> [Entries from a dataset]
======
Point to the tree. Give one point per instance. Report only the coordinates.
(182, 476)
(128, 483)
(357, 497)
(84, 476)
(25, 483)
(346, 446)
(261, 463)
======
> [Aim of the exercise] Print every line of the listing again without any changes.

> [Output of the task]
Point to the tree. Give one point per instance. Report only the coordinates.
(182, 476)
(128, 483)
(357, 497)
(84, 476)
(25, 483)
(346, 446)
(261, 463)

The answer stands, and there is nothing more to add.